(Problem to work on):
Please output exactly the run of lines that starts at the line with "Objective — for the white sock" and ends at the last line of the records below.

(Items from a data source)
▶
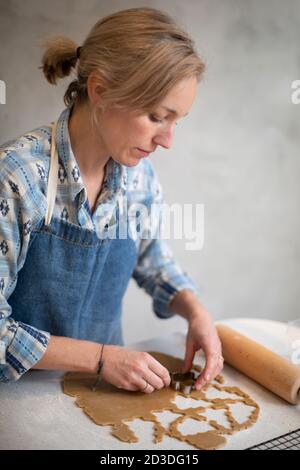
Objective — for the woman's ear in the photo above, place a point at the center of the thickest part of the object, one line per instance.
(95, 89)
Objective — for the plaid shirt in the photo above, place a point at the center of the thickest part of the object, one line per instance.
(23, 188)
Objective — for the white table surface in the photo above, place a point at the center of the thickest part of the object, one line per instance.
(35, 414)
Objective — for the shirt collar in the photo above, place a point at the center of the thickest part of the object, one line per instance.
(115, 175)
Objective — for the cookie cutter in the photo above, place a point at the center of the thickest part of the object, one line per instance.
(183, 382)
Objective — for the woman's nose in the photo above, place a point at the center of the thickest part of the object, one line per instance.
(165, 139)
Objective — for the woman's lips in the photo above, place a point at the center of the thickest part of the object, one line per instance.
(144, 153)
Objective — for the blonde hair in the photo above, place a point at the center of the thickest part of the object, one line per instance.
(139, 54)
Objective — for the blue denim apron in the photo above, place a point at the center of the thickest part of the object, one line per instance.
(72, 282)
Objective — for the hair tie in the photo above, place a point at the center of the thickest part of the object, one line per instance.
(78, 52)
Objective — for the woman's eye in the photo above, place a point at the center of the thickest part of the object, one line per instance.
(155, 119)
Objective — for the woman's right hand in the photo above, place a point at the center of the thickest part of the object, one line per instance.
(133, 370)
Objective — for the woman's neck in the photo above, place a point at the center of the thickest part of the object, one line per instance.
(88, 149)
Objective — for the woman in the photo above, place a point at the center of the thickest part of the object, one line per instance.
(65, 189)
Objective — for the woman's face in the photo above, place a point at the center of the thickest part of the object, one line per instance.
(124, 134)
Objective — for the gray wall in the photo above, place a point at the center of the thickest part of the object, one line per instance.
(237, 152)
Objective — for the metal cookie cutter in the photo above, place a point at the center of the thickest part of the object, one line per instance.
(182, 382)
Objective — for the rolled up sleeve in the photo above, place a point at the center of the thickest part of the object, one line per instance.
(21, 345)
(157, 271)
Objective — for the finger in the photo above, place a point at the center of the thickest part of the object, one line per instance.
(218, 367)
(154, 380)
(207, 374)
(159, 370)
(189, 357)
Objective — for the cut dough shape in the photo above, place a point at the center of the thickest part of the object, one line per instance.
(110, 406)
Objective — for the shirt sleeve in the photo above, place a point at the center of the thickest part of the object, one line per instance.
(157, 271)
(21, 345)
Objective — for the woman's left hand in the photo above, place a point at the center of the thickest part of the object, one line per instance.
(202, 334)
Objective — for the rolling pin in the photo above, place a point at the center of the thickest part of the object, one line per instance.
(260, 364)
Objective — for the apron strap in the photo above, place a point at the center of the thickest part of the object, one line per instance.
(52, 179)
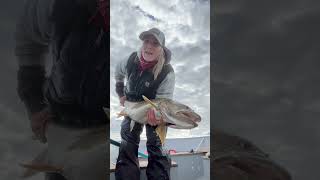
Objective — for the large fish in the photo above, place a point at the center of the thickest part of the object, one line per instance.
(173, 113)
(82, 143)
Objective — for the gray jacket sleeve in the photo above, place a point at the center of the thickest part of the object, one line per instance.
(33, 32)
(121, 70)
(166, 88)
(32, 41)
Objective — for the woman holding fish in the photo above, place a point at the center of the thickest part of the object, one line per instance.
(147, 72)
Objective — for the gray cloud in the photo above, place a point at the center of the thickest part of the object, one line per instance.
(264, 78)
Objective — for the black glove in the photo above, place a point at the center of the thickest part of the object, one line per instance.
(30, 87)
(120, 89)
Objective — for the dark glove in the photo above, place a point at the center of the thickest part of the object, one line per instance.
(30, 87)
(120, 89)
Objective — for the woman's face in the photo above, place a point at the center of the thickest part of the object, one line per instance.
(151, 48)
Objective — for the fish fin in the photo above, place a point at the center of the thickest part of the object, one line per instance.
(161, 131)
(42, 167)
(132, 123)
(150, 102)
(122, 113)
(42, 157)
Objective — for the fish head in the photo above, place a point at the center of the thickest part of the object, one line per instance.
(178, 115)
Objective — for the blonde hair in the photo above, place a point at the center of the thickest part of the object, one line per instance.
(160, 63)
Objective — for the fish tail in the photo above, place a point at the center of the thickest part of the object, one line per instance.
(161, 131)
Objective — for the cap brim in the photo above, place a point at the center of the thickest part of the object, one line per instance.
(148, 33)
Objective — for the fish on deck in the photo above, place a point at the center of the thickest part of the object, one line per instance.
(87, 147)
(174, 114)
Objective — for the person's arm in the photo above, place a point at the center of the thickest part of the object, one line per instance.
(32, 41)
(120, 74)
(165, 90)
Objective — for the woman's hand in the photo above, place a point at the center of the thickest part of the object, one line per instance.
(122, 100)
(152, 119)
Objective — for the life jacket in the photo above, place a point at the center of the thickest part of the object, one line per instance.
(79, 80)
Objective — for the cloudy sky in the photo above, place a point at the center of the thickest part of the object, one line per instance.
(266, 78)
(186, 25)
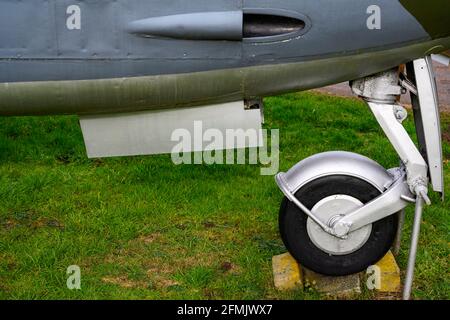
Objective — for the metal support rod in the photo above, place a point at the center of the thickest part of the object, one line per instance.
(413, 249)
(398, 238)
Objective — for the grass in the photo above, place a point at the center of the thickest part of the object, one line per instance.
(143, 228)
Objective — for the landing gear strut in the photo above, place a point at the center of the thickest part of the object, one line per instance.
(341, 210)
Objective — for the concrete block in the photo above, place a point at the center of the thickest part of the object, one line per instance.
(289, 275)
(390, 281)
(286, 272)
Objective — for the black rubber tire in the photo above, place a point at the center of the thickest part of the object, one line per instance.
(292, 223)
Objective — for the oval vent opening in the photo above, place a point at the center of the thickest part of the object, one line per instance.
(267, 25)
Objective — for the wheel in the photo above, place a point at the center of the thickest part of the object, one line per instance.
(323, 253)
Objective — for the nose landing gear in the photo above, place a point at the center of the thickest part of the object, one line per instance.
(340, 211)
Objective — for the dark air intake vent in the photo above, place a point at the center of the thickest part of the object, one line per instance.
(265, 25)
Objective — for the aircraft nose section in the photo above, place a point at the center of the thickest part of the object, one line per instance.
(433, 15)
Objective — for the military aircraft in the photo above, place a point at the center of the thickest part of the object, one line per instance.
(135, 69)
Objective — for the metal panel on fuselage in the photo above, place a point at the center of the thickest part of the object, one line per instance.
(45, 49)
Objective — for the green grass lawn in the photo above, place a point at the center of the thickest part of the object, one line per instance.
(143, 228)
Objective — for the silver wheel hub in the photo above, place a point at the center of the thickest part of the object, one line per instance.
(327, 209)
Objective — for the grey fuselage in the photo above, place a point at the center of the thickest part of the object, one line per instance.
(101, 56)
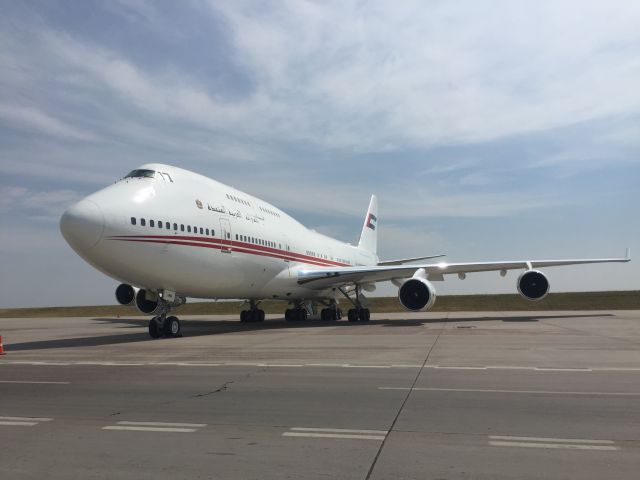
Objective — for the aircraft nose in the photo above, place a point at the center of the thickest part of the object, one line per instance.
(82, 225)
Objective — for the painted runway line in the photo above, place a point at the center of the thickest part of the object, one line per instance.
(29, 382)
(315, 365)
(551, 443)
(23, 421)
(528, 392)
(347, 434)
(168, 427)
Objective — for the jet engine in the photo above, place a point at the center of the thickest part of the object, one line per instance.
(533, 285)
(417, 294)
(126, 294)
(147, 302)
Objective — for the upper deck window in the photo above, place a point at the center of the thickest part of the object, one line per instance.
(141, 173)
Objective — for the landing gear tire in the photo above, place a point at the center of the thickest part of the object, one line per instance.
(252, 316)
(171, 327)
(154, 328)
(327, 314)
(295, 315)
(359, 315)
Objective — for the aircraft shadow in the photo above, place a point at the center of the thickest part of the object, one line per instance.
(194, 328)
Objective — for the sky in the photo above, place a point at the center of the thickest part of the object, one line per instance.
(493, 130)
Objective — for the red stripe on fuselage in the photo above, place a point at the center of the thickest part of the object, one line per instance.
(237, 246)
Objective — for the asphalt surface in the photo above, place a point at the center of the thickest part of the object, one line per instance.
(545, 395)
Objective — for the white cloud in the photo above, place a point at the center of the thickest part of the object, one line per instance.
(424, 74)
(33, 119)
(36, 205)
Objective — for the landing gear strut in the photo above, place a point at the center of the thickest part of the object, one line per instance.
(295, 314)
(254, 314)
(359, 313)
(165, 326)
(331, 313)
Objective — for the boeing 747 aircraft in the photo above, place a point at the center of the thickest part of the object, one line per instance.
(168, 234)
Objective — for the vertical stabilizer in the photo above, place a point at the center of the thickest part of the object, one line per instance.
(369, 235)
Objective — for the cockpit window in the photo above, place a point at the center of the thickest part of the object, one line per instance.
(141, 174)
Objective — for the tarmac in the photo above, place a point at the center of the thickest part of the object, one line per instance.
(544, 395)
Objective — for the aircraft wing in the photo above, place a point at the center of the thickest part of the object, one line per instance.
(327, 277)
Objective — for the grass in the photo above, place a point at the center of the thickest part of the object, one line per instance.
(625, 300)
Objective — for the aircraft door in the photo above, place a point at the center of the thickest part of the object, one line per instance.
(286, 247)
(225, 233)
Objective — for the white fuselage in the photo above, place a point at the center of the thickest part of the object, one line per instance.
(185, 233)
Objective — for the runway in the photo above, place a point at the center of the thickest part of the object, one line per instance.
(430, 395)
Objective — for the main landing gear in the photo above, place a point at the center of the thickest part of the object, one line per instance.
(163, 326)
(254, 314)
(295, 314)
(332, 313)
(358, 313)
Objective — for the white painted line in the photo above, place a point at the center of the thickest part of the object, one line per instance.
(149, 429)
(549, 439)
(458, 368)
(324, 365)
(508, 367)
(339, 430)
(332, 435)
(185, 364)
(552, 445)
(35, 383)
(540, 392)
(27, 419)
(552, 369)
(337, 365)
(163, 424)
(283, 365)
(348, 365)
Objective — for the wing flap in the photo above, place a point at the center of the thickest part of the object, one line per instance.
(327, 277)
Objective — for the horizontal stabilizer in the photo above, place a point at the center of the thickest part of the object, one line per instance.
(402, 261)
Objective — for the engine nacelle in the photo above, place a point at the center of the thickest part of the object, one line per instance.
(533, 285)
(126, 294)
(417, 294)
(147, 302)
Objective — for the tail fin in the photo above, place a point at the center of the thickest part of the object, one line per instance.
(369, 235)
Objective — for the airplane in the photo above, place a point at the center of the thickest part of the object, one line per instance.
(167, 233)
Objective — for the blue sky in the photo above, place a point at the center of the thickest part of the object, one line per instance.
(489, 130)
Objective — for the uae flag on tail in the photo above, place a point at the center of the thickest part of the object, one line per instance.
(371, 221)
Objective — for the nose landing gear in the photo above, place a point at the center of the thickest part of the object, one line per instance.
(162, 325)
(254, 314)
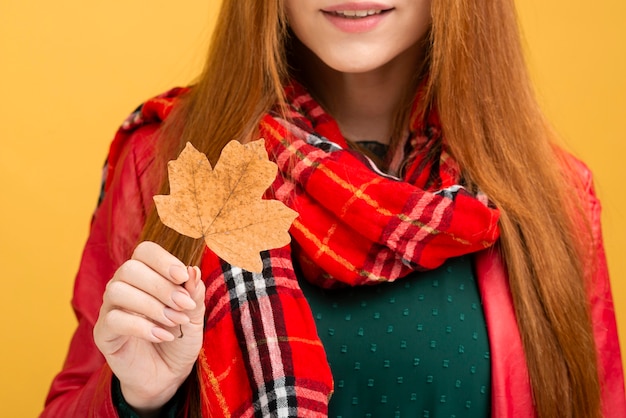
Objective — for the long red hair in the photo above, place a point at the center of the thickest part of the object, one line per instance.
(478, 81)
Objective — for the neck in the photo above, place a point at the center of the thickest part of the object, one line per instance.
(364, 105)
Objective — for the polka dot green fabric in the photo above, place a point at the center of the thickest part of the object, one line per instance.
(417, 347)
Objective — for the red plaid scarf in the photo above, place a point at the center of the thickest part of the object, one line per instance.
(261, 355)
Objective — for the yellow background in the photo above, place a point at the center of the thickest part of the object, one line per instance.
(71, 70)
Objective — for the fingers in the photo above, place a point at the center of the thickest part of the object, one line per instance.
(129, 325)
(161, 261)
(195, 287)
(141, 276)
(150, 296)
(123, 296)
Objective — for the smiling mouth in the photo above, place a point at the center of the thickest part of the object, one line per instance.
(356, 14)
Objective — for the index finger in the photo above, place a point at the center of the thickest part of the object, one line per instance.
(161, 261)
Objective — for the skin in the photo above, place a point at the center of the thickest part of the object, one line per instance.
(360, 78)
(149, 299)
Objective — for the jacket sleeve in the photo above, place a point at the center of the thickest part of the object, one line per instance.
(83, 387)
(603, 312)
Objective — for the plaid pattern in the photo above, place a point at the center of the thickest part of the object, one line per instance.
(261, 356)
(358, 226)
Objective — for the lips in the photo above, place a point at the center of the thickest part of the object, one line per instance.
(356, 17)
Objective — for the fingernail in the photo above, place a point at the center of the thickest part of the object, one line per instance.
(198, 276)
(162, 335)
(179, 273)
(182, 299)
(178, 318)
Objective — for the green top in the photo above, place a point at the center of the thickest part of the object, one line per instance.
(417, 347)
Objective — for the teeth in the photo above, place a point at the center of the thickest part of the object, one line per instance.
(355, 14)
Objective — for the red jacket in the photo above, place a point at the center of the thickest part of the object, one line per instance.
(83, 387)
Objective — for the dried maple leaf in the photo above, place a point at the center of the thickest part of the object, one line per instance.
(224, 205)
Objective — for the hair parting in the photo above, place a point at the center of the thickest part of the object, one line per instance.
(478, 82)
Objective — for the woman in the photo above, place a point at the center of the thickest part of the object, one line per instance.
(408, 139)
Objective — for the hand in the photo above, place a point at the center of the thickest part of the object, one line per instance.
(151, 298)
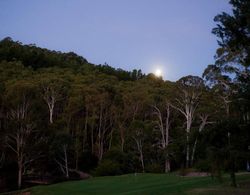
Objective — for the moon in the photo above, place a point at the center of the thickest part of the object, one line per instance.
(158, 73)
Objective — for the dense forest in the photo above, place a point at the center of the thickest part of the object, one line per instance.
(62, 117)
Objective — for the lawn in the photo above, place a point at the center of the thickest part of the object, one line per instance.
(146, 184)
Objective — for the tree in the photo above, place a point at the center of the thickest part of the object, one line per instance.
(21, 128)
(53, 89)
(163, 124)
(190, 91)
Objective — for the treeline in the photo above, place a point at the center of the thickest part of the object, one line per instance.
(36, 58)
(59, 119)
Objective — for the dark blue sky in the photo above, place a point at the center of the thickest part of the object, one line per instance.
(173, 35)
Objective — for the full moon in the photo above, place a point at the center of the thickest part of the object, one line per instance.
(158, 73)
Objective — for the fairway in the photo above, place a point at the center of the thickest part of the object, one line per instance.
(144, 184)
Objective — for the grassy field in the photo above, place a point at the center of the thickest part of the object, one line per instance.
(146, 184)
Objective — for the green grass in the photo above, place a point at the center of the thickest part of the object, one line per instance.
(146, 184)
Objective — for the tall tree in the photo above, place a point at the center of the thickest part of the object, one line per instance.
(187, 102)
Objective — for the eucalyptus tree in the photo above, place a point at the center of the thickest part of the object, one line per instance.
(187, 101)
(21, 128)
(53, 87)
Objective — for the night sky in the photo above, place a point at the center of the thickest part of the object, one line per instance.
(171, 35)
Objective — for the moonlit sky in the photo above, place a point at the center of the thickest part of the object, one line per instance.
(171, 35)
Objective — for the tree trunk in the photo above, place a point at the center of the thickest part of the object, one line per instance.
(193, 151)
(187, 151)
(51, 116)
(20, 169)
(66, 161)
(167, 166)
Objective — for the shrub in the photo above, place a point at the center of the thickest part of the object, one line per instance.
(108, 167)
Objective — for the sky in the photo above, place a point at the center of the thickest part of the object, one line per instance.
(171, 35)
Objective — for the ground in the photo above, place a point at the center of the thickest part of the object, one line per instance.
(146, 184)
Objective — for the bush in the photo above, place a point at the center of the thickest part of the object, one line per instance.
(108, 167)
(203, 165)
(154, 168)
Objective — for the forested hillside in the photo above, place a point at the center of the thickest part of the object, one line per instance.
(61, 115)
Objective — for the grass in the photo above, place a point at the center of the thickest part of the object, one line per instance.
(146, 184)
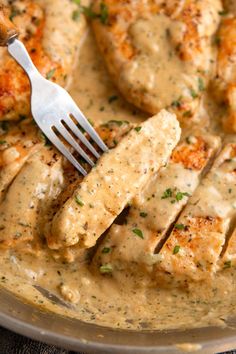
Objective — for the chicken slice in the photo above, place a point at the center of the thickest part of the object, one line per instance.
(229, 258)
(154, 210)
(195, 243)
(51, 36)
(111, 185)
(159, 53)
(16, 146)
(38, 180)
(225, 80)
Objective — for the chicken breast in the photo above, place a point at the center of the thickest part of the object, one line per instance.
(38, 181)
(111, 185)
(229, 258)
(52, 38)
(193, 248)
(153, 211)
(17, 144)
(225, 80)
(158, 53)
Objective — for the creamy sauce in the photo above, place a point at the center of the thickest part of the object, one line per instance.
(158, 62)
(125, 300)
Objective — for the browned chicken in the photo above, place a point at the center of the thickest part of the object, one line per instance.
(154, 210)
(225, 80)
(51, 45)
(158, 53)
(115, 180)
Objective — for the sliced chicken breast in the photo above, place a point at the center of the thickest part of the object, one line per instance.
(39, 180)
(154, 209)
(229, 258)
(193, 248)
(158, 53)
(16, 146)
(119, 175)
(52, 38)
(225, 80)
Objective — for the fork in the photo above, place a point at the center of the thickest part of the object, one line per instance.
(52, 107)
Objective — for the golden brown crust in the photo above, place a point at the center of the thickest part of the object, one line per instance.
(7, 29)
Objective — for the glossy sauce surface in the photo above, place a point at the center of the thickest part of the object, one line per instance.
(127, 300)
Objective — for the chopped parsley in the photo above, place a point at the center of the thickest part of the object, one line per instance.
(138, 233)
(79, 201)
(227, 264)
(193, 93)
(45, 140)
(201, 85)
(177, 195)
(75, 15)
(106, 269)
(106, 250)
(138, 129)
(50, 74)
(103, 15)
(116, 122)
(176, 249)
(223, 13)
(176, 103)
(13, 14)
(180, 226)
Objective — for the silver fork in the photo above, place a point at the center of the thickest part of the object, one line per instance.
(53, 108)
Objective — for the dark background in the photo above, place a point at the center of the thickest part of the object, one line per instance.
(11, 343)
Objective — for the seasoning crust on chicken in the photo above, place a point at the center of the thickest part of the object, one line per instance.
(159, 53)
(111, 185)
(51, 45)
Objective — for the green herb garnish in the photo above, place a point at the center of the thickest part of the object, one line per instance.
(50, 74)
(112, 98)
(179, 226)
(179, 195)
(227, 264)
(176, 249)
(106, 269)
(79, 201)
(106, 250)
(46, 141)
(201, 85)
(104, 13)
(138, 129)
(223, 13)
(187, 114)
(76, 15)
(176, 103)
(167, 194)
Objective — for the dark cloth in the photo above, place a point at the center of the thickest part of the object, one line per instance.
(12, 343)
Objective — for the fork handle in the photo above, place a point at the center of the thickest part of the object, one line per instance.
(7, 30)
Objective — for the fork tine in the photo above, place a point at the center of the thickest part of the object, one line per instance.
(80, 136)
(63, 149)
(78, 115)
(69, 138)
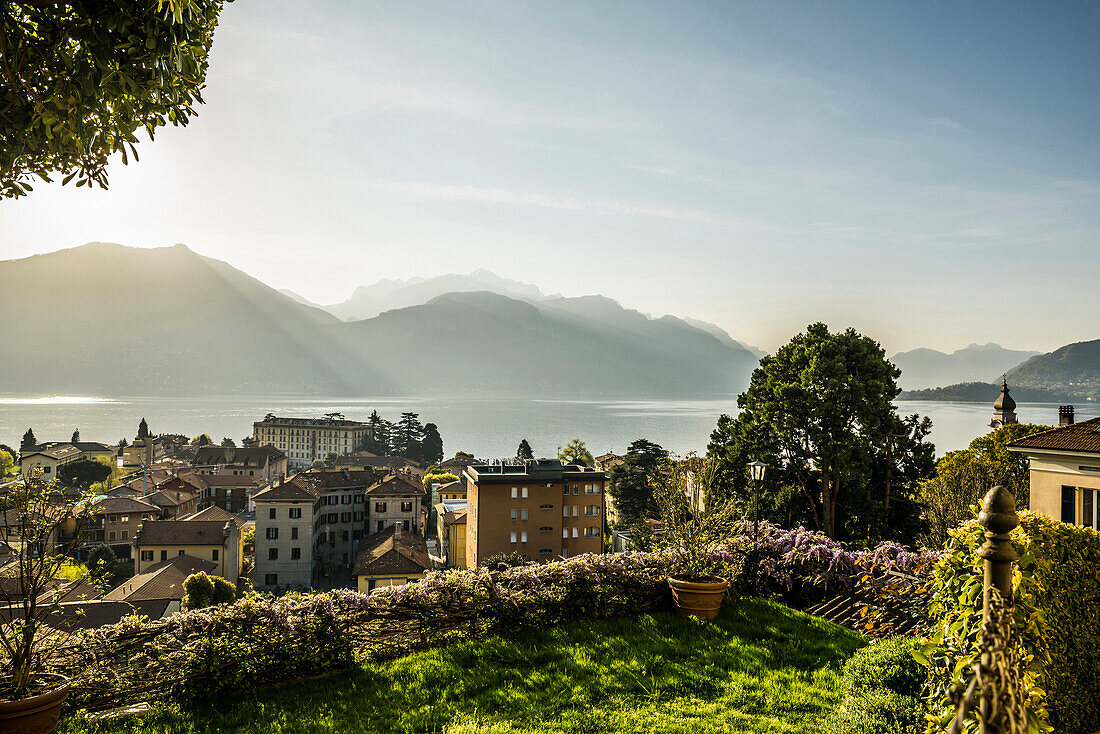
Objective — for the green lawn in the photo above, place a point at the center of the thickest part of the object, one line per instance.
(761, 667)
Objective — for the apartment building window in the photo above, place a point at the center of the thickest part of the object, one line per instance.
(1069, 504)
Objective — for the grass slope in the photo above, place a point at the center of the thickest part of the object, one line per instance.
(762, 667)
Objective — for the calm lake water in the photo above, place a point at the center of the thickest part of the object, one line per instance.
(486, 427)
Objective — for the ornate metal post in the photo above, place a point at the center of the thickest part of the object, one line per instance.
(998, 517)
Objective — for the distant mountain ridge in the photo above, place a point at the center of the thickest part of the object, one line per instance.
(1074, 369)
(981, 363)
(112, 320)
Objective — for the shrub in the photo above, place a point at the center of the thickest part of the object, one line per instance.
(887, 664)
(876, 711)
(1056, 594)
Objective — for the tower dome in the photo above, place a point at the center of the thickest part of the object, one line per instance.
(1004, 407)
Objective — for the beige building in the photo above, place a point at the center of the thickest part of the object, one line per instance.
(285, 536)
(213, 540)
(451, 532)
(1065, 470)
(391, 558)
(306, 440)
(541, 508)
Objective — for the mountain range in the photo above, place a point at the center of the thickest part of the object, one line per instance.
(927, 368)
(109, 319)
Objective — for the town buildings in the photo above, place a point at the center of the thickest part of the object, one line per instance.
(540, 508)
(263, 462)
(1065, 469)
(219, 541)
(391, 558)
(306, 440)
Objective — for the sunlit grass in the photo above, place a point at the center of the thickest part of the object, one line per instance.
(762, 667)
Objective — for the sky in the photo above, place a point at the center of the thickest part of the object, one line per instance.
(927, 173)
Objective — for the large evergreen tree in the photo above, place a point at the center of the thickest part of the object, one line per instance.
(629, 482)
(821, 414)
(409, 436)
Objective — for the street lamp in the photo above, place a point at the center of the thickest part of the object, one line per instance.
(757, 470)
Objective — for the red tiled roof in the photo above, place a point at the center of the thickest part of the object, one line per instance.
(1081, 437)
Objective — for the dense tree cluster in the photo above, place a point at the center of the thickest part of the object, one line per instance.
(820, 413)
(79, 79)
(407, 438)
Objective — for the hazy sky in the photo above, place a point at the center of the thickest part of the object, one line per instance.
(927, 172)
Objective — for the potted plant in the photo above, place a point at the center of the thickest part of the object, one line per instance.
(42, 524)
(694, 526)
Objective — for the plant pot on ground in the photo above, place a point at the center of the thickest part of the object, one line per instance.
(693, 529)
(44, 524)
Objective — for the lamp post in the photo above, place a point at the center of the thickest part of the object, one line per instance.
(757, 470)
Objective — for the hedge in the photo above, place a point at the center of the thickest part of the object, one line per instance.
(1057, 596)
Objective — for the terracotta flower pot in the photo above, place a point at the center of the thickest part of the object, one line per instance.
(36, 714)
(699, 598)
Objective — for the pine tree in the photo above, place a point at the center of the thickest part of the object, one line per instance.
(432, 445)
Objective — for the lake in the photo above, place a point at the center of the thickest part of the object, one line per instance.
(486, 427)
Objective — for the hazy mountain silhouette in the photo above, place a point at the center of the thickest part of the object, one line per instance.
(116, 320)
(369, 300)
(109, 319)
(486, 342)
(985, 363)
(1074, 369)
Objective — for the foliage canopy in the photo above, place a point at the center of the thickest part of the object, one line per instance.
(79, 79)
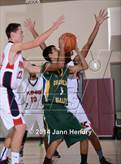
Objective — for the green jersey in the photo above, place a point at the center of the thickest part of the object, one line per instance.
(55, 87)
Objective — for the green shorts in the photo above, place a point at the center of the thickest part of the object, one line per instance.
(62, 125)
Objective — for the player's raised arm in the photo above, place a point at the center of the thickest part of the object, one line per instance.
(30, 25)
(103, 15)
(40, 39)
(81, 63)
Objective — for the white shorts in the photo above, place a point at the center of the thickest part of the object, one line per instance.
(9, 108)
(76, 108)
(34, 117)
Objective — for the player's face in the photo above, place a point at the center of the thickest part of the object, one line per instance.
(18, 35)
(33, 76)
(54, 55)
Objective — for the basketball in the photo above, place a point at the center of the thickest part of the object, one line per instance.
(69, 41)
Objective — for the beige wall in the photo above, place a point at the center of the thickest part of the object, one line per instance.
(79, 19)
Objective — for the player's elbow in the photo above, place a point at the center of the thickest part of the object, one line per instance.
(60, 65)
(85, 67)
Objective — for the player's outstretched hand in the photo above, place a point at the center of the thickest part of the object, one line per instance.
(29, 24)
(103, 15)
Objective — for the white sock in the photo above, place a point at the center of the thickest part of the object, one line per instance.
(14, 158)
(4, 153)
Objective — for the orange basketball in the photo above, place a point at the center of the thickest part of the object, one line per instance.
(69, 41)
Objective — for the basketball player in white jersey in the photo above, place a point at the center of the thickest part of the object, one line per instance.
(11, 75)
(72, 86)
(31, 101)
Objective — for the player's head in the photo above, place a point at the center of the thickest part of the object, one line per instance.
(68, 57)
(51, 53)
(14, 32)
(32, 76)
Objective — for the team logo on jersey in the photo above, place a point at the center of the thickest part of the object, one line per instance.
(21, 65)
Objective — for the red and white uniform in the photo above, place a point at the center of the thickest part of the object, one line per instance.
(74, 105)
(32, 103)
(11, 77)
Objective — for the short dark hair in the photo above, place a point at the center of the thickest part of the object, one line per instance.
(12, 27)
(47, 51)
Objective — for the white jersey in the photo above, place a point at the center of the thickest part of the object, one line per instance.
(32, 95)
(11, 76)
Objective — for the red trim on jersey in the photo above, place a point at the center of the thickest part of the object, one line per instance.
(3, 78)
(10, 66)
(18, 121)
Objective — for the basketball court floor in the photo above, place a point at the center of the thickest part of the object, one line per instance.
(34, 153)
◀
(The response):
Objective — for the white sock in the photo above, place a point at the center of the thickest part of the object, one line per instance.
(14, 158)
(4, 153)
Objective — for the orange basketball in the photo above, place a point at the center of the thickest part of the object, one line per instance.
(69, 41)
Objective — for the basketball player in white jersey in the photo above, place a point at the center of the thickest part of the object, one line per instance.
(11, 75)
(72, 86)
(31, 101)
Objective — for the player's head in the photo above, place a point at the center of the thickest part of the object, one line per instance.
(68, 57)
(51, 53)
(14, 32)
(32, 76)
Objective — for the team logo on jersey in the photo above, place a point at the center of the thickest part of the object, one line per instance.
(21, 65)
Objective — for the red and white uniform in the photo above, place a point at the center of the thickest part of the object, one line per instance.
(74, 105)
(32, 103)
(11, 77)
Objective — for the short dark hair in the photo above, place a point at the center of the thickest part of the object, one line per instance.
(12, 27)
(47, 51)
Objective — for the white jersey in the photo above, place a point at the center of the thickest part of the object, one line per instance.
(32, 95)
(11, 76)
Objective — for the red trim on jersey in the photo above, place a point at the center of the thickest part of the object, one line per instance.
(3, 78)
(10, 66)
(18, 121)
Objective — for the basketball court floor in the photo above, place a point at the center of the thickest part of the object, one line per instance.
(34, 153)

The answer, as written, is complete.